__What the exercise asks__: Can you copy the Gaussian kernel passage word for word, starting at "It also goes" and ending at "representation or another..."?

__Passage__:

It also goes under the name Gauss-Weierstrass or Mellin-Gauss-Weierstrass function or distribution or kernel or transform, in one representation or another...
One use of it is, for instance, in Morse, Feschbach, Methods of theoretical physics, ch.4.8, p.456 in proving the Parseval formula: http://www.astrosen.unam.mx/~aceves/Metodos/ebooks/morse_feshbach1.pdf
 A: Distributions (like Dirac's $\delta$) are defined as continuous linear functionals over the set of compactly supported infinitely differentiable functions, $C_c^\infty(\mathbb R)$. Limits are defined in a weak sense.
Therefore, take $\phi \in C_c^\infty(\mathbb R)$. Then
$$
I_\epsilon := \left\langle \frac{1}{\epsilon\sqrt{2\pi}} e^{-\frac{1}{2}\frac{x^2}{\epsilon^2}}, \phi(x) \right\rangle
= \frac{1}{\epsilon\sqrt{2\pi}} \int_{-\infty}^{\infty} e^{-\frac{1}{2}\frac{x^2}{\epsilon^2}} \phi(x) \, dx 
= \{ y = x/\epsilon \} \\
= \frac{1}{\epsilon\sqrt{2\pi}} \int_{-\infty}^{\infty} e^{-\frac{1}{2}y^2} \phi(\epsilon y) \, \epsilon \, dy
= \frac{1}{\sqrt{2\pi}} \int_{-\infty}^{\infty} e^{-\frac{1}{2}y^2} \phi(\epsilon y) \, dy
$$
Now, by the dominated convergence theorem, where we take $e^{-\frac{1}{2}y^2} \max\phi$ as the dominating function, we can take limits inside the integral:
$$
I_\epsilon \to \frac{1}{\sqrt{2\pi}} \int_{-\infty}^{\infty} e^{-\frac{1}{2}y^2} \phi(0) \, dy
= \frac{1}{\sqrt{2\pi}} \int_{-\infty}^{\infty} e^{-\frac{1}{2}y^2} \, dy \, \phi(0) \\
= \phi(0) = \langle \delta, \phi \rangle.

__Data extracts__:
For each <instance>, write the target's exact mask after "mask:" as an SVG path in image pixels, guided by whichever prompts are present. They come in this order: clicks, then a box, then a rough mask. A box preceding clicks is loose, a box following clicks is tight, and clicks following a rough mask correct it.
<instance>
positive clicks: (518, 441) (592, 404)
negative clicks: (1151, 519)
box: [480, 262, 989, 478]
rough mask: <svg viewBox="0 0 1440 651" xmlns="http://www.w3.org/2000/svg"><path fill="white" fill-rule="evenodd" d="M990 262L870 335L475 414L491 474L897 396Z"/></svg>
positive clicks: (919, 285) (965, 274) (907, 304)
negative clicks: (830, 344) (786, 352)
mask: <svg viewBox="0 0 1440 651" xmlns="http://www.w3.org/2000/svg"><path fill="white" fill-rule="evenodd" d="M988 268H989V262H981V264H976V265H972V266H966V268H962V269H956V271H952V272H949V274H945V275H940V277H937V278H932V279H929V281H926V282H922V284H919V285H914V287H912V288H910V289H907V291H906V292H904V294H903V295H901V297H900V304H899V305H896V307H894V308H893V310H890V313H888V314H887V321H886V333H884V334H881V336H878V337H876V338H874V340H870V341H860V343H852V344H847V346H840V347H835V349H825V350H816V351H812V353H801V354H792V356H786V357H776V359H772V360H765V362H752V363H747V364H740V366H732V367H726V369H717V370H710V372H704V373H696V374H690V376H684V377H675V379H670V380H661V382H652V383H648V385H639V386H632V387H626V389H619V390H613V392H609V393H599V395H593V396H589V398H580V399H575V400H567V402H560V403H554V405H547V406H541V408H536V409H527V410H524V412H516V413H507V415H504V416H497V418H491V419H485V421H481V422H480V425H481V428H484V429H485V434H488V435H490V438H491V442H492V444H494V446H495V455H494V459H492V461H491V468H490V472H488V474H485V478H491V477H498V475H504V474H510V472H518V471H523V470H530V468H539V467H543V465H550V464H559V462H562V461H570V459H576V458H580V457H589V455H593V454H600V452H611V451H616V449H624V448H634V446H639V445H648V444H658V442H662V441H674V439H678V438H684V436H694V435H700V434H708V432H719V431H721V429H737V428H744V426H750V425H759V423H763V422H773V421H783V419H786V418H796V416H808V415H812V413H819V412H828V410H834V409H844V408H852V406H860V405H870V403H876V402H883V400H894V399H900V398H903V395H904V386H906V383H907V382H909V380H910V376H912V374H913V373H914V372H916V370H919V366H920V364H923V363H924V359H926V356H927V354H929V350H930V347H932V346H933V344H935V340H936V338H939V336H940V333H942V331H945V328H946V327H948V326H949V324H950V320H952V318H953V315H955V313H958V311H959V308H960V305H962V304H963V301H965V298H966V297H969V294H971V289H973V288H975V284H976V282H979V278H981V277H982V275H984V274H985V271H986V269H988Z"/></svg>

__Response area__:
It also goes under the name Gauss-Weierstrass or Mellin-Gauss-Weierstrass function or distribution or kernel or transform, in one representation or another...